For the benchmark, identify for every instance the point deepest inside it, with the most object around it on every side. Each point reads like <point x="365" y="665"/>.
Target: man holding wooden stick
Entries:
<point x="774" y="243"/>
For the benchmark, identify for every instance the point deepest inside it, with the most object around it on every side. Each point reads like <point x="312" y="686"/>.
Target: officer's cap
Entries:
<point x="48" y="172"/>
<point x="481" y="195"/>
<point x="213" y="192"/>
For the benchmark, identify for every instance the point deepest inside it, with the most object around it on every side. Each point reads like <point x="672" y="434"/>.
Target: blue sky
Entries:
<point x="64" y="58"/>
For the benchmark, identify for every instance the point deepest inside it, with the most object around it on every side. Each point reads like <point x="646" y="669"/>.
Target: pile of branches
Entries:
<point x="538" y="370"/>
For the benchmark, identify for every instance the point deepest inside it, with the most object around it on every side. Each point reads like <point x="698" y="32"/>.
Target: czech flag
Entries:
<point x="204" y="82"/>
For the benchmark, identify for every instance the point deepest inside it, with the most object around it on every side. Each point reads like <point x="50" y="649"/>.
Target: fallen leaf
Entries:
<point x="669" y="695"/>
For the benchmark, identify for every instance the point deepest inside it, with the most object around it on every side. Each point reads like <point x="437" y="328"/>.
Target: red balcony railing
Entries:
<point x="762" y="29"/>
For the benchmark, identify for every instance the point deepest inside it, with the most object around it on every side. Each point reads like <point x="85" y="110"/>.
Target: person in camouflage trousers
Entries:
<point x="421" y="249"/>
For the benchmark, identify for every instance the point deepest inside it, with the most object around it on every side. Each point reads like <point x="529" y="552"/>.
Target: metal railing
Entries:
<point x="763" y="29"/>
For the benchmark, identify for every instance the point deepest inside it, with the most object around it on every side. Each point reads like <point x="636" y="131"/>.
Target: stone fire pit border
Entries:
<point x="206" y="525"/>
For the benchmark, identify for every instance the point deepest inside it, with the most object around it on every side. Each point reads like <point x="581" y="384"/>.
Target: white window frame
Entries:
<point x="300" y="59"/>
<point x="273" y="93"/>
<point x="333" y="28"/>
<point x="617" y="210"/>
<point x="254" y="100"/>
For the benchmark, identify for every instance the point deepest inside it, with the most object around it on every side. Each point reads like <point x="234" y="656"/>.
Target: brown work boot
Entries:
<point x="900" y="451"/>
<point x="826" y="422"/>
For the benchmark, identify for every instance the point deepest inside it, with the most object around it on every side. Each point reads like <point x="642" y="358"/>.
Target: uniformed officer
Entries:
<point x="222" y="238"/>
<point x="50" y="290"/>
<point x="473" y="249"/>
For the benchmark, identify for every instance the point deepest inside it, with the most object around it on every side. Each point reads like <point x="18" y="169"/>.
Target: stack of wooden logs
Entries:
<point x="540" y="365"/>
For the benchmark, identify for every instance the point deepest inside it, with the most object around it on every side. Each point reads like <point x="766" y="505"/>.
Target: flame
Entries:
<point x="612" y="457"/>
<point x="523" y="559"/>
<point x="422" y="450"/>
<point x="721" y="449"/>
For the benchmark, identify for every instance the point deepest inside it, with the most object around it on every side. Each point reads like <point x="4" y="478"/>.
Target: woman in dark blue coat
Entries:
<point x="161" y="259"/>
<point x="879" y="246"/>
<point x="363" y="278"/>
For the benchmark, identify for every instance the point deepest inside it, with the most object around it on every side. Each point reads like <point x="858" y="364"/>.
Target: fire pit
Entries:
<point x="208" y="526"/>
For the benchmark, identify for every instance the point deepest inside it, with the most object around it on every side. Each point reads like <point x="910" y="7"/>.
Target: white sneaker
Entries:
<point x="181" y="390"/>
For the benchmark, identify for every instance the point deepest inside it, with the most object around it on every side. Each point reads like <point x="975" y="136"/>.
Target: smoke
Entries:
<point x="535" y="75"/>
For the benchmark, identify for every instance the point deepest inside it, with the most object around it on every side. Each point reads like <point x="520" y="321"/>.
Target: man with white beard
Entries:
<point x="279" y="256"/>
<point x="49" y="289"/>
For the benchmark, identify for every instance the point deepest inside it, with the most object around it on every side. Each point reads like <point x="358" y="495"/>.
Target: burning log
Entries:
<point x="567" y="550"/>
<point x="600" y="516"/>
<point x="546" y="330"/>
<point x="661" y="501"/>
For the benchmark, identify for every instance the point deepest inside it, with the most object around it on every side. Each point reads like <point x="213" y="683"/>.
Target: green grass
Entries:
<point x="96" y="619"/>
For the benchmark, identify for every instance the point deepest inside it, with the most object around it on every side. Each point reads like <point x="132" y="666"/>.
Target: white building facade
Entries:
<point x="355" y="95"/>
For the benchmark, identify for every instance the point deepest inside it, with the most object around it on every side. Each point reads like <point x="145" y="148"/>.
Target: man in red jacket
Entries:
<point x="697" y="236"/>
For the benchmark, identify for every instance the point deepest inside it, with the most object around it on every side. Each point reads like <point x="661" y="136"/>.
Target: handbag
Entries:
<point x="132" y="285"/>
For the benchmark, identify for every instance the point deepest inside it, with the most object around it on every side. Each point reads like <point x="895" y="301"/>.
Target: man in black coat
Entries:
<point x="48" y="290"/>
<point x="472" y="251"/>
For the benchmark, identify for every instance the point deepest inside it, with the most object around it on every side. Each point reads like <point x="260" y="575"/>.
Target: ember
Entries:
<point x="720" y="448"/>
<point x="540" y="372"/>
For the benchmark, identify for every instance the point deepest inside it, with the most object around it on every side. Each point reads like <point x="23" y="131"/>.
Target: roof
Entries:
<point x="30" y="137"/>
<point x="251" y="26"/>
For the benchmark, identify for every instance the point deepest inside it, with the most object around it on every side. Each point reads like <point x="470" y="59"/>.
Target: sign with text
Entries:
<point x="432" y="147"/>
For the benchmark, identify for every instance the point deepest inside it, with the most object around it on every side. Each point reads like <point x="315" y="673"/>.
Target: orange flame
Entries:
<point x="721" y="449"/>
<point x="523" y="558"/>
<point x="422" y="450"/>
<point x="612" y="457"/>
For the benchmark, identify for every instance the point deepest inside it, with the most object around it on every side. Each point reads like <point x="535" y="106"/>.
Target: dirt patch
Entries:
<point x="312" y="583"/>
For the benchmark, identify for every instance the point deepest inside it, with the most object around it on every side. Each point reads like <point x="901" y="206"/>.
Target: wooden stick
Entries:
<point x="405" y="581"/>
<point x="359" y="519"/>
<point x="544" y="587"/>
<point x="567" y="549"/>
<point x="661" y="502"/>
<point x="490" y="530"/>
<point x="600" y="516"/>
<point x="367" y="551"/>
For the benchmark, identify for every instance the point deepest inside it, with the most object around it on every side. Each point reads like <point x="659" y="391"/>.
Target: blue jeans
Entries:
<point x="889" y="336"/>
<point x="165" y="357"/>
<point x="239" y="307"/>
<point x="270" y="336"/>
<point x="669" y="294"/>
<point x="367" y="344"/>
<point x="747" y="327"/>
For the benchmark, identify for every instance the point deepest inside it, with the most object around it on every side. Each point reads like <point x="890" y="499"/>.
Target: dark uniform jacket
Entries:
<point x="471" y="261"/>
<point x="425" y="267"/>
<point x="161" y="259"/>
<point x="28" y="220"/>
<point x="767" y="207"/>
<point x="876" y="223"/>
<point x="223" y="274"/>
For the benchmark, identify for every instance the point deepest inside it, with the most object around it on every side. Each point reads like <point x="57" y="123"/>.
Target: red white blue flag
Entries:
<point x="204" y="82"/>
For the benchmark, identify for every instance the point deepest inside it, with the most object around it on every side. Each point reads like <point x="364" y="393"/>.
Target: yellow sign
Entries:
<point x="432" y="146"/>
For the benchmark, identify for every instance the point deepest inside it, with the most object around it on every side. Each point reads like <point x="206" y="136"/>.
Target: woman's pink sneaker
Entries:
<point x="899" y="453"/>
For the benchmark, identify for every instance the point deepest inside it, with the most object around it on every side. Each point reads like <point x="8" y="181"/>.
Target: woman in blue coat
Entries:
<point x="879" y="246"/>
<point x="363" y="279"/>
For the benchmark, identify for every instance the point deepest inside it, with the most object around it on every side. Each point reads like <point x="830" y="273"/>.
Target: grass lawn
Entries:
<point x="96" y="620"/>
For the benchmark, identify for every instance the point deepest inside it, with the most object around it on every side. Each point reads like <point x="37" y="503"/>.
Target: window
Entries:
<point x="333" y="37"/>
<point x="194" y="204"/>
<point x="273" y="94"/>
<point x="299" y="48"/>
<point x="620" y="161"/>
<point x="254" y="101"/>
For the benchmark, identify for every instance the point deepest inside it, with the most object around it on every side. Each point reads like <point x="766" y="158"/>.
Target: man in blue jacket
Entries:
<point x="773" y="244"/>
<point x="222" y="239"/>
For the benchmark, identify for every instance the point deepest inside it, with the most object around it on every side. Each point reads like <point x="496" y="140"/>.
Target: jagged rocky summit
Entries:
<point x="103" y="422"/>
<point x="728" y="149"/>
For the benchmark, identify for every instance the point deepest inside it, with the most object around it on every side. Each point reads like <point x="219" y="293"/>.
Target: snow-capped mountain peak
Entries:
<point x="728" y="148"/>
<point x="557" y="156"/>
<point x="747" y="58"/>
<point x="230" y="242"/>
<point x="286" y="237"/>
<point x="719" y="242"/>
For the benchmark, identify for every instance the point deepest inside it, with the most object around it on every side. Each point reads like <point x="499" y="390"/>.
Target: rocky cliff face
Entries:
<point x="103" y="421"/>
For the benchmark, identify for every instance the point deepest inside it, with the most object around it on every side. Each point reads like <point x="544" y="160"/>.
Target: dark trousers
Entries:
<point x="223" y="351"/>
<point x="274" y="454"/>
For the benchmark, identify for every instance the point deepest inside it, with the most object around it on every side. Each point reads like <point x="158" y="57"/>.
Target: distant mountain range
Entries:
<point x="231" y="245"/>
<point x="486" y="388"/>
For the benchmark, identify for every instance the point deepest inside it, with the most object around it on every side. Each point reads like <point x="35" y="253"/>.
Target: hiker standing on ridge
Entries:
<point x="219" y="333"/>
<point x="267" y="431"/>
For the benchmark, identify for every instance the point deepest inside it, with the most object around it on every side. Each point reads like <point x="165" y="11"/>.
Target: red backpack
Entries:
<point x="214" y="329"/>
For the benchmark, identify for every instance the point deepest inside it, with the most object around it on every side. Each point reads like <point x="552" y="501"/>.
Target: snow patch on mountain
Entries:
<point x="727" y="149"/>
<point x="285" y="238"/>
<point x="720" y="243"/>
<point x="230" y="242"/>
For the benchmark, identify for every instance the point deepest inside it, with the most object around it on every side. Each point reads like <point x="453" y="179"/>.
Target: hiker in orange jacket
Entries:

* [What you should do]:
Identify every line in the items above that contains the word "sign", and copy each of those lines in full. Case counts.

* [Result for this task]:
Target: sign with text
Target: yellow sign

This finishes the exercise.